#### [ACTIVITY]
Please print the cobalt-14 post word for word from "I was mimicking" to "strange has happened.".

#### [EXCERPT PROVIDED]
╭──
@mzedp @necedema @Wyatt_H_Knott @futurebird @grammargirl Representative example, which I did *today*, so the “you’re using old tech!” excuse doesn’t hold up.
I asked ChatGPT.com to calculate the mass of one curie (i.e., the amount producing a specific number of radioactive decays per second) of the commonly used radioactive isotope cobalt-60.
It produced some nicely formatted calculations that, in the end, appear to be correct. ChatGPT came up with 0.884 mg, the same as Wikipedia’s 884 micrograms on its page for the curie unit.
It offered to do the same thing for another isotope.
I chose cobalt-14.
This doesn’t exist. And not because it’s really unstable and decays fast. It literally can’t exist. The atomic number of cobalt is 27, so all its isotopes, stable or otherwise, must have a higher mass number. Anything with a mass number of 14 *is not cobalt*.
I was mimicking a possible Gen Chem mixup: a student who confused carbon-14 (a well known and scientifically important isotope) with cobalt-whatever. The sort of mistake people see (and make!) at that level all the time. Symbol C vs. Co. Very typical Gen Chem sort of confusion.
A chemistry teacher at any level would catch this, and explain what happened. Wikipedia doesn’t show cobalt-14 in its list of cobalt isotopes (it only lists ones that actually exist), so going there would also reveal the mistake.
ChatGPT? It just makes shit up. Invents a half-life (for an isotope, just to remind you, *cannot exist*), and carries on like nothing strange has happened.
This is, quite literally, one of the worst possible responses to a request like this, and yet I see responses like this *all the freaking time*.
╰──
Dataset lines:
╭──
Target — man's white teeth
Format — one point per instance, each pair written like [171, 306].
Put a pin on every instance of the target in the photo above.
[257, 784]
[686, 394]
╰──
#### [ANSWER FOR THIS EXERCISE]
I was mimicking a possible Gen Chem mixup: a student who confused carbon-14 (a well known and scientifically important isotope) with cobalt-whatever. The sort of mistake people see (and make!) at that level all the time. Symbol C vs. Co. Very typical Gen Chem sort of confusion.
A chemistry teacher at any level would catch this, and explain what happened. Wikipedia doesn’t show cobalt-14 in its list of cobalt isotopes (it only lists ones that actually exist), so going there would also reveal the mistake.
ChatGPT? It just makes shit up. Invents a half-life (for an isotope, just to remind you, *cannot exist*), and carries on like nothing strange has happened.